## Task prompt
Give the number of lines in the data below where the string "hyacinth" occurs, and nothing else.

## Data under study
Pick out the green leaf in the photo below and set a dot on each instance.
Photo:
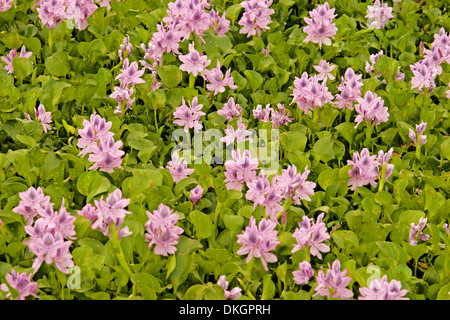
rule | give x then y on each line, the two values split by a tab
58	64
170	75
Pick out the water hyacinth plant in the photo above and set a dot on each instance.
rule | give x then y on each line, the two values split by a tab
224	150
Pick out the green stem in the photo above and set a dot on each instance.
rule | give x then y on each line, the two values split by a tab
119	253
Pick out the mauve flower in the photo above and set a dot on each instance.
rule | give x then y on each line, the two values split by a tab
194	62
217	81
378	15
178	168
258	241
304	273
324	70
229	294
320	26
189	116
334	282
13	54
381	289
22	283
44	117
161	230
196	194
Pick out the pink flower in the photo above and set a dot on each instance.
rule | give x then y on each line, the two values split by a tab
189	116
371	109
13	54
217	81
229	294
22	283
378	15
320	27
415	232
44	117
324	70
161	230
304	273
381	289
365	169
256	17
194	62
311	234
130	75
196	194
335	280
178	168
259	241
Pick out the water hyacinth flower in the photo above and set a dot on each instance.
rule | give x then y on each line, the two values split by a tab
381	289
312	235
256	17
378	15
230	110
258	241
217	81
371	109
5	5
415	232
13	54
194	62
161	230
334	283
189	116
240	169
320	26
304	273
178	168
229	294
419	139
324	69
294	185
196	194
22	283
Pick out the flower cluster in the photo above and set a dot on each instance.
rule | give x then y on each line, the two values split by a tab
194	62
256	17
371	109
311	235
52	12
189	116
97	141
21	282
378	15
178	168
350	89
334	283
48	233
258	241
239	135
108	214
277	117
309	93
162	231
381	289
415	232
366	169
13	54
44	117
320	25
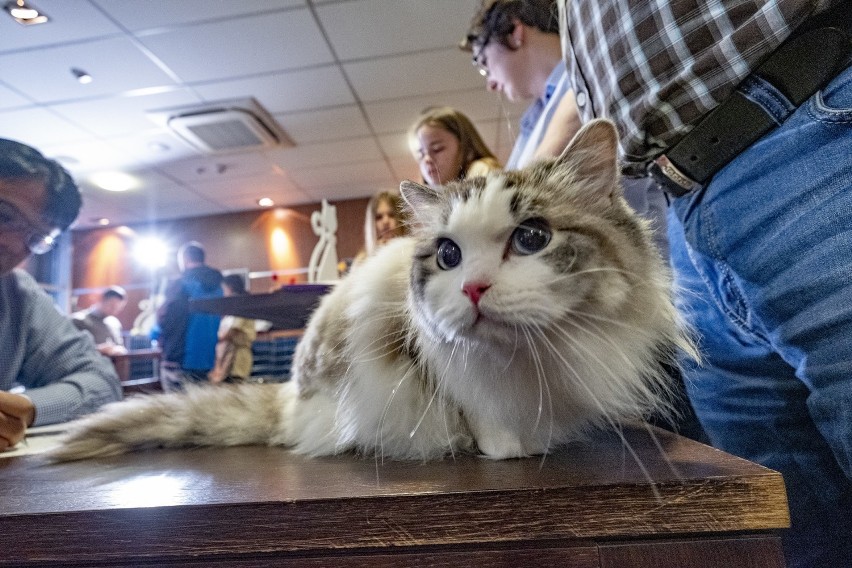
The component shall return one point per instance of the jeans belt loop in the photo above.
(802, 65)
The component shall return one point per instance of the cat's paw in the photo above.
(501, 446)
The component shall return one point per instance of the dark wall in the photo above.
(279, 239)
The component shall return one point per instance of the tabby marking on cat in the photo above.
(526, 309)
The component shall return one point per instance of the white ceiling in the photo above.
(343, 78)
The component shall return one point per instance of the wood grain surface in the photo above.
(249, 506)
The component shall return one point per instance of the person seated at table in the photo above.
(100, 321)
(448, 147)
(236, 334)
(56, 368)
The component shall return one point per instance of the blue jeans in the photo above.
(763, 263)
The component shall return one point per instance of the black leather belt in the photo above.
(800, 67)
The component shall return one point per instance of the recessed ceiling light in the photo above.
(158, 147)
(24, 13)
(114, 181)
(82, 77)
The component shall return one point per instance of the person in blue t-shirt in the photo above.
(189, 339)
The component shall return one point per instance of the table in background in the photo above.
(124, 364)
(588, 505)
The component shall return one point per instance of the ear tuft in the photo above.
(420, 199)
(591, 158)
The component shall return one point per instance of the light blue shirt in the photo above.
(538, 115)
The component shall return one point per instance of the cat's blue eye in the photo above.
(449, 254)
(531, 236)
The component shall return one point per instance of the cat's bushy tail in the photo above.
(200, 416)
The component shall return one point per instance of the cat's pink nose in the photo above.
(475, 290)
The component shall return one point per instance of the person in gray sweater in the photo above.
(54, 369)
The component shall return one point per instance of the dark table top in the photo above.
(277, 501)
(287, 308)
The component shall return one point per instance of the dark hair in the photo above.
(236, 283)
(192, 251)
(114, 292)
(63, 200)
(495, 19)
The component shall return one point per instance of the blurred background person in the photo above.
(100, 321)
(234, 358)
(54, 369)
(188, 339)
(448, 147)
(385, 219)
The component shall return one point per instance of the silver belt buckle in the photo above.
(674, 175)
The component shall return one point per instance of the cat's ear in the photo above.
(591, 158)
(420, 199)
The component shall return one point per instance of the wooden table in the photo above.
(289, 307)
(122, 363)
(587, 506)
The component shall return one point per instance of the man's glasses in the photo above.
(479, 60)
(11, 220)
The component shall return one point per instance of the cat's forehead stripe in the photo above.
(473, 206)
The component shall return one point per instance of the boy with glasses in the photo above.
(57, 367)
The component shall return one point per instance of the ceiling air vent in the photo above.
(223, 127)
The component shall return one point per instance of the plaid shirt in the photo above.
(657, 66)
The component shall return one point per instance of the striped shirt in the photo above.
(657, 66)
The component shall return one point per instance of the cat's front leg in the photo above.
(496, 441)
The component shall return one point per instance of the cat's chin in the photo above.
(487, 329)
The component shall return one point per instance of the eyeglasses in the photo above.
(479, 60)
(13, 221)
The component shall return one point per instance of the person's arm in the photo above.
(64, 375)
(16, 413)
(562, 127)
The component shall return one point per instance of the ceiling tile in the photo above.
(70, 20)
(87, 156)
(410, 75)
(122, 115)
(374, 173)
(39, 127)
(353, 27)
(10, 99)
(215, 169)
(241, 47)
(324, 125)
(116, 65)
(153, 147)
(169, 13)
(289, 91)
(236, 193)
(398, 115)
(354, 190)
(351, 151)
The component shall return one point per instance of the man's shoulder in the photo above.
(19, 283)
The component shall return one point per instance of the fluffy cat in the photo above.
(527, 308)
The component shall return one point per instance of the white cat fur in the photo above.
(404, 366)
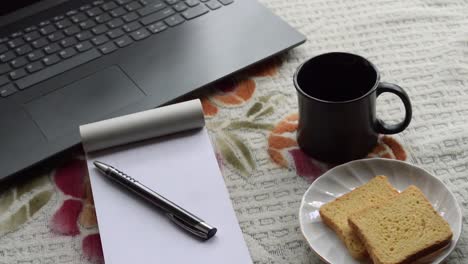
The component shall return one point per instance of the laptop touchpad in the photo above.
(87, 100)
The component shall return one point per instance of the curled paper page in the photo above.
(143, 125)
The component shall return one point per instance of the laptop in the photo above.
(64, 63)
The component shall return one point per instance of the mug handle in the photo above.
(383, 128)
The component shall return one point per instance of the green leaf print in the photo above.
(230, 156)
(243, 149)
(266, 112)
(255, 109)
(249, 125)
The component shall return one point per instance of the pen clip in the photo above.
(187, 227)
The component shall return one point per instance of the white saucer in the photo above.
(345, 178)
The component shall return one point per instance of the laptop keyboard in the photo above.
(64, 42)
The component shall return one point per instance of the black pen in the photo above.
(176, 213)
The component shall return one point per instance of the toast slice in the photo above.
(335, 214)
(403, 230)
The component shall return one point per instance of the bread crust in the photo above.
(330, 223)
(340, 234)
(408, 259)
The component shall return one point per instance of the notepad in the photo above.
(167, 149)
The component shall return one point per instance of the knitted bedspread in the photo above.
(422, 45)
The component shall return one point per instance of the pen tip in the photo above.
(101, 166)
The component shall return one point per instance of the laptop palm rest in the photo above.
(87, 100)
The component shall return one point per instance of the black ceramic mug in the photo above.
(337, 94)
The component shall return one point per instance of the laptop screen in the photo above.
(9, 6)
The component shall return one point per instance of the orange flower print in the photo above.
(284, 151)
(76, 216)
(209, 109)
(234, 93)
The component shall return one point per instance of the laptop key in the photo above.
(79, 17)
(130, 17)
(85, 7)
(58, 18)
(15, 43)
(71, 30)
(157, 27)
(67, 53)
(58, 68)
(192, 3)
(84, 46)
(52, 59)
(31, 36)
(3, 48)
(7, 56)
(34, 67)
(87, 24)
(157, 16)
(133, 6)
(47, 30)
(117, 22)
(63, 23)
(109, 6)
(151, 8)
(4, 80)
(100, 29)
(44, 23)
(19, 62)
(94, 11)
(84, 35)
(56, 36)
(140, 34)
(16, 34)
(16, 74)
(40, 43)
(103, 18)
(147, 2)
(115, 33)
(123, 41)
(122, 2)
(23, 49)
(4, 68)
(174, 20)
(35, 55)
(195, 12)
(71, 12)
(100, 40)
(68, 42)
(132, 26)
(30, 28)
(226, 2)
(213, 4)
(118, 12)
(52, 48)
(7, 90)
(108, 48)
(179, 7)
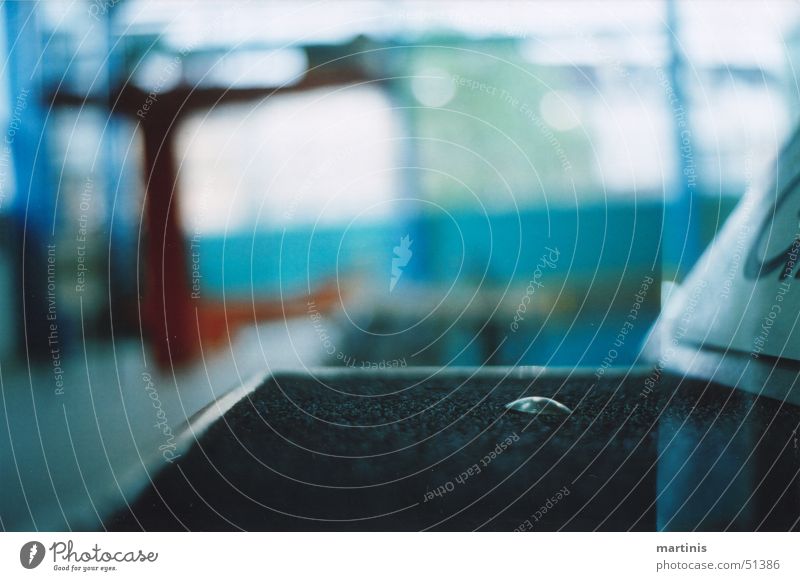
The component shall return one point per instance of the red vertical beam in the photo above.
(167, 308)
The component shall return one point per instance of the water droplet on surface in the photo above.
(539, 405)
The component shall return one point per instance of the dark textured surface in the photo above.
(365, 451)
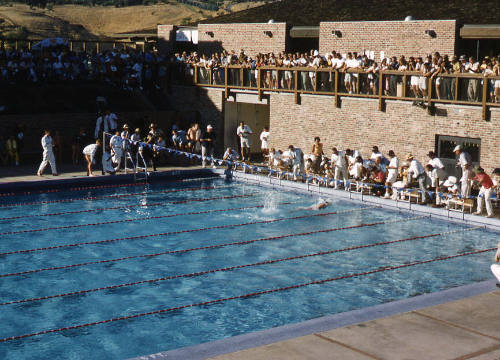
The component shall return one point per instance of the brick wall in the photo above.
(394, 38)
(166, 37)
(249, 37)
(359, 125)
(202, 105)
(68, 125)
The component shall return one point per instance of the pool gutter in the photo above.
(325, 323)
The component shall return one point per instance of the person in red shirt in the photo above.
(486, 184)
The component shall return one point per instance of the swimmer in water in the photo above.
(321, 204)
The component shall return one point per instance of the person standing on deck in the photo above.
(495, 268)
(48, 155)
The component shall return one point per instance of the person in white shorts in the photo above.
(244, 132)
(116, 145)
(392, 174)
(465, 162)
(495, 268)
(48, 155)
(339, 161)
(89, 152)
(438, 173)
(264, 143)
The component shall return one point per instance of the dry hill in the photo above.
(77, 21)
(312, 12)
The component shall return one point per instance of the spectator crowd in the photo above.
(359, 72)
(127, 68)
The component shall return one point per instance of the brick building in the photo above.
(253, 38)
(389, 38)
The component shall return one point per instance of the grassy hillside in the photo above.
(79, 21)
(312, 12)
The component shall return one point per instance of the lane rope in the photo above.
(244, 296)
(97, 187)
(26, 272)
(140, 236)
(111, 196)
(230, 268)
(109, 208)
(126, 220)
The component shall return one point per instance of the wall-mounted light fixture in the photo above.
(430, 33)
(337, 33)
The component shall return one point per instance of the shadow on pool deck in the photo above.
(463, 329)
(66, 171)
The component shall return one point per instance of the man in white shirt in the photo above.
(116, 145)
(417, 172)
(112, 121)
(465, 162)
(339, 162)
(495, 268)
(392, 174)
(438, 173)
(473, 67)
(350, 79)
(48, 155)
(244, 132)
(89, 152)
(264, 142)
(296, 156)
(101, 121)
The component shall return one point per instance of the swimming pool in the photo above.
(182, 263)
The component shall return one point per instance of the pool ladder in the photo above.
(140, 172)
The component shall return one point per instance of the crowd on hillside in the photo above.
(127, 68)
(135, 69)
(432, 66)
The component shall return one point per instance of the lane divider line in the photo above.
(243, 296)
(107, 208)
(230, 268)
(114, 196)
(180, 251)
(125, 220)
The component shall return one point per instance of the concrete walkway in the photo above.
(463, 329)
(66, 171)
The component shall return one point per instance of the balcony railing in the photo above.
(461, 89)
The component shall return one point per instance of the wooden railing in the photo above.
(461, 89)
(84, 45)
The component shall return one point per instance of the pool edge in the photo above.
(324, 323)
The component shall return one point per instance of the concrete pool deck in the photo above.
(463, 329)
(459, 323)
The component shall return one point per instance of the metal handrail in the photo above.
(335, 80)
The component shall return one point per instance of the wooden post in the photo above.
(485, 97)
(226, 90)
(357, 83)
(295, 86)
(336, 89)
(380, 91)
(259, 84)
(429, 92)
(404, 85)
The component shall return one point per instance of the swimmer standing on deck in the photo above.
(495, 268)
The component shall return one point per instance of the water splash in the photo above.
(271, 203)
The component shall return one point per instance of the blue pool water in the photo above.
(194, 325)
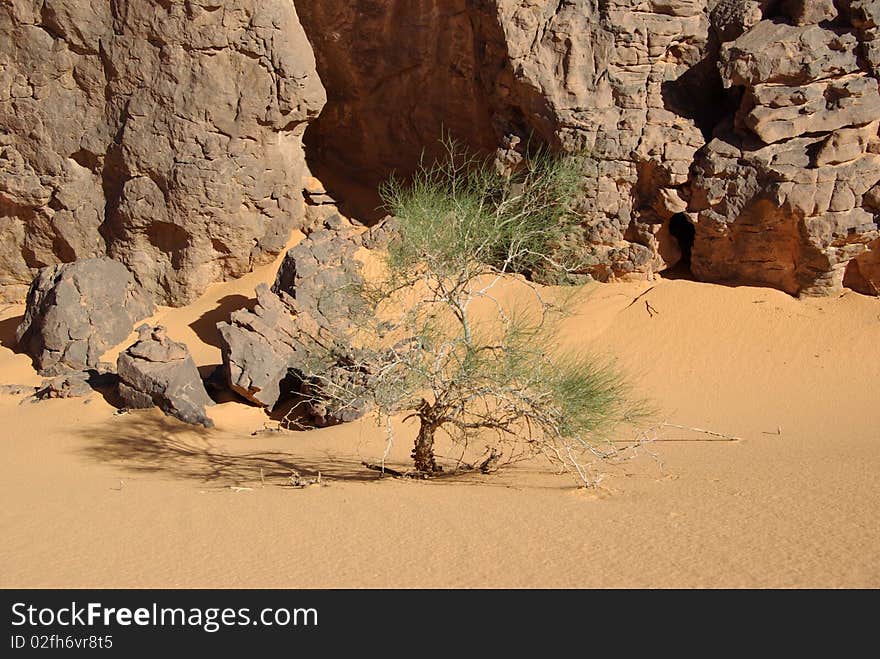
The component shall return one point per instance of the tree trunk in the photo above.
(423, 451)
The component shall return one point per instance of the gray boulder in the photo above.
(158, 371)
(76, 311)
(297, 335)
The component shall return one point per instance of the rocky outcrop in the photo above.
(164, 134)
(76, 311)
(613, 79)
(782, 194)
(156, 371)
(169, 135)
(299, 329)
(785, 94)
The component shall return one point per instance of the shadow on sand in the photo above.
(205, 326)
(144, 443)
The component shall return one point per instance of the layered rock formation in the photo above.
(77, 311)
(157, 371)
(782, 194)
(166, 134)
(785, 93)
(607, 78)
(299, 330)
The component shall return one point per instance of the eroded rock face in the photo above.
(785, 94)
(270, 353)
(782, 194)
(76, 311)
(168, 135)
(165, 134)
(157, 371)
(612, 79)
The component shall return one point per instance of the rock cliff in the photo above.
(164, 134)
(737, 136)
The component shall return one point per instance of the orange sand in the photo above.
(96, 500)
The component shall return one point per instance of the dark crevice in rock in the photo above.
(399, 76)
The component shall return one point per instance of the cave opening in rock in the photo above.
(399, 77)
(683, 230)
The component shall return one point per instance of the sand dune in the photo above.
(94, 499)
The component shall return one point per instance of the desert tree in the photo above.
(454, 332)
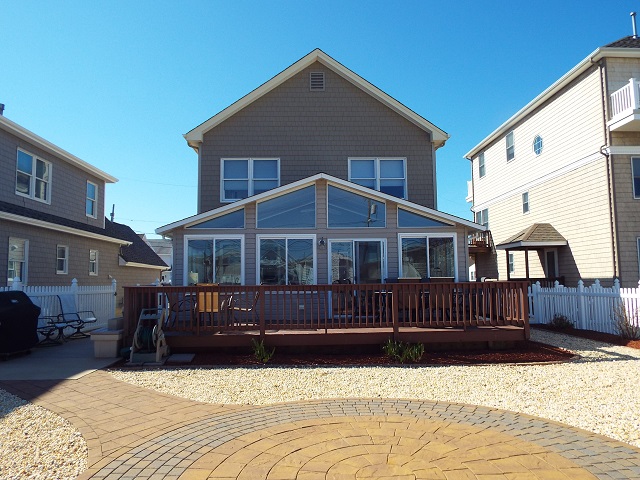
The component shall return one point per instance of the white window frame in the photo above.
(93, 200)
(65, 270)
(266, 236)
(32, 177)
(636, 195)
(377, 178)
(249, 179)
(94, 271)
(427, 236)
(511, 146)
(25, 261)
(213, 238)
(383, 243)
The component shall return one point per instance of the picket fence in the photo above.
(100, 299)
(589, 308)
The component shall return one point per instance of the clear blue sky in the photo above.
(117, 83)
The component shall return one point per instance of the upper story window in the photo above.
(387, 175)
(525, 202)
(62, 259)
(33, 177)
(92, 200)
(511, 149)
(635, 166)
(350, 210)
(93, 262)
(292, 210)
(244, 177)
(537, 145)
(482, 217)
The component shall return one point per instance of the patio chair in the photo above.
(72, 317)
(236, 306)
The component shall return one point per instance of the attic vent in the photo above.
(316, 81)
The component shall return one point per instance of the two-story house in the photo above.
(316, 177)
(52, 223)
(558, 183)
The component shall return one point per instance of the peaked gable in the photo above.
(195, 136)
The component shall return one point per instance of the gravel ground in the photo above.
(598, 393)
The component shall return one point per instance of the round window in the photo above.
(537, 144)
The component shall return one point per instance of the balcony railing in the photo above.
(625, 100)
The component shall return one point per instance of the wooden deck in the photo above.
(213, 316)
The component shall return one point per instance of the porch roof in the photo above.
(436, 214)
(538, 235)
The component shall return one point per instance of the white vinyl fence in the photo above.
(589, 308)
(100, 299)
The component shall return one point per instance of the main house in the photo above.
(317, 177)
(52, 223)
(558, 183)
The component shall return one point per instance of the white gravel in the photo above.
(598, 392)
(37, 444)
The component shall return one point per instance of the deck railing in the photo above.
(205, 309)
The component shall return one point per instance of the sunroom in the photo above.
(320, 230)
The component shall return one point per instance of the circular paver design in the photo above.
(375, 439)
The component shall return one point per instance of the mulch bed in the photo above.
(529, 352)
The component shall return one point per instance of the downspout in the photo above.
(609, 165)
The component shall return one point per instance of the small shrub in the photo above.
(625, 322)
(560, 322)
(260, 351)
(402, 352)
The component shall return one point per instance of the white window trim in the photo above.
(453, 235)
(66, 260)
(383, 242)
(97, 263)
(250, 178)
(636, 195)
(377, 171)
(513, 145)
(185, 260)
(26, 262)
(312, 237)
(32, 186)
(94, 200)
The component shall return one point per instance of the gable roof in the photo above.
(166, 229)
(627, 47)
(138, 252)
(439, 137)
(535, 236)
(29, 136)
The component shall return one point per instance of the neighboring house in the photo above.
(164, 249)
(315, 177)
(558, 184)
(52, 224)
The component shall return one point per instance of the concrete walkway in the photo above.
(134, 433)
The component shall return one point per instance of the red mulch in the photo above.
(529, 352)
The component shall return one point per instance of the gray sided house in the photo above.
(52, 224)
(317, 177)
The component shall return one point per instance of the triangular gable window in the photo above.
(407, 219)
(230, 220)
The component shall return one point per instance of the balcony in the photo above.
(625, 108)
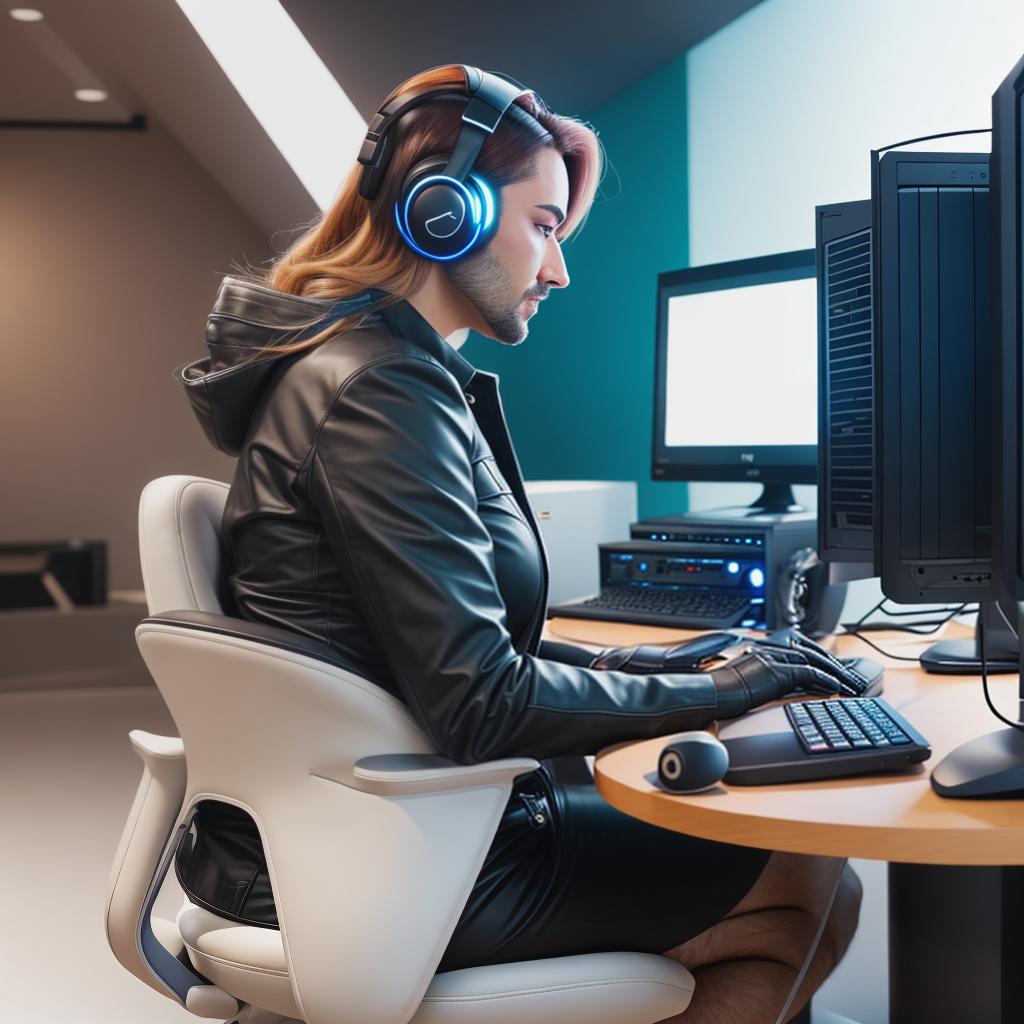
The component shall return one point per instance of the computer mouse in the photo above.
(692, 761)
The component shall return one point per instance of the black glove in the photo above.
(853, 683)
(691, 655)
(764, 674)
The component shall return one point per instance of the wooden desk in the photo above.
(956, 920)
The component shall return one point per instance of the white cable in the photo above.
(814, 946)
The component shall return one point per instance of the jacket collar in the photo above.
(406, 321)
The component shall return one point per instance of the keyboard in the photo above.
(660, 606)
(827, 738)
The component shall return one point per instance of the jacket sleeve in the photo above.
(390, 474)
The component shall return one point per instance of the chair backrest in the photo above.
(368, 887)
(179, 543)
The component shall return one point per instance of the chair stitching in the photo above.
(554, 988)
(237, 964)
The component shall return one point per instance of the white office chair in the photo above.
(373, 841)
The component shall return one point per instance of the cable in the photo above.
(928, 138)
(984, 678)
(860, 627)
(814, 945)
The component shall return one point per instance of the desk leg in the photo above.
(955, 944)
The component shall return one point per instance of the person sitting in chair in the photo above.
(378, 507)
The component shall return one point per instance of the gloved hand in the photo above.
(854, 684)
(764, 674)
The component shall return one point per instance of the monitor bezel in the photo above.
(755, 463)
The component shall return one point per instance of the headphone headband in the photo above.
(489, 96)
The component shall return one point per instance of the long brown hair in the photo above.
(355, 245)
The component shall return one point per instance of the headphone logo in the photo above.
(446, 223)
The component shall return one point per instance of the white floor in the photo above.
(69, 776)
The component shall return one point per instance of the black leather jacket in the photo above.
(378, 507)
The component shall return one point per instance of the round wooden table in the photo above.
(955, 890)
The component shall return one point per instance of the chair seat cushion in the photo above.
(600, 988)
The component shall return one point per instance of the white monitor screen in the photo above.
(741, 367)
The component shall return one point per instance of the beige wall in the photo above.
(112, 247)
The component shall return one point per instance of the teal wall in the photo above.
(579, 391)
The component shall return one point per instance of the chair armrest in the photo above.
(409, 774)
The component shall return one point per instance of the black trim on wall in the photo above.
(137, 123)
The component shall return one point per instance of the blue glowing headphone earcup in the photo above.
(440, 217)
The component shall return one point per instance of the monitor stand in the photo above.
(991, 765)
(963, 657)
(776, 501)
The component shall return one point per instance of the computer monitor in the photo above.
(992, 765)
(735, 381)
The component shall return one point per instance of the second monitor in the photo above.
(735, 382)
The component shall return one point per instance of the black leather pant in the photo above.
(565, 873)
(568, 873)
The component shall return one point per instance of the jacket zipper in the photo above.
(545, 569)
(537, 807)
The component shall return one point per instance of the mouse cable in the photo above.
(814, 945)
(984, 679)
(858, 628)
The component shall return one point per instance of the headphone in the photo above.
(443, 210)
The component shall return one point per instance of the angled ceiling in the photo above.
(150, 59)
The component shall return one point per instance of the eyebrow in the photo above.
(551, 208)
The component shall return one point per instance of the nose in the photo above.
(553, 270)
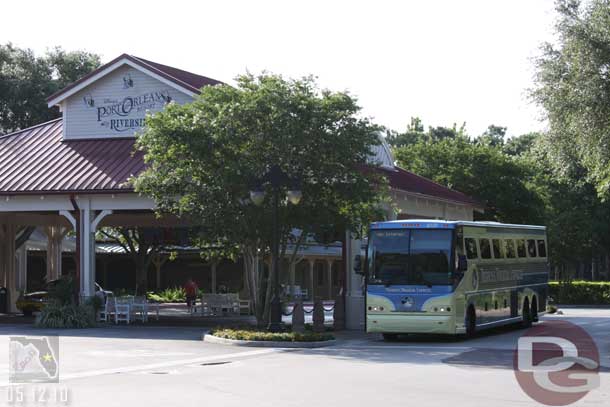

## Task answer
2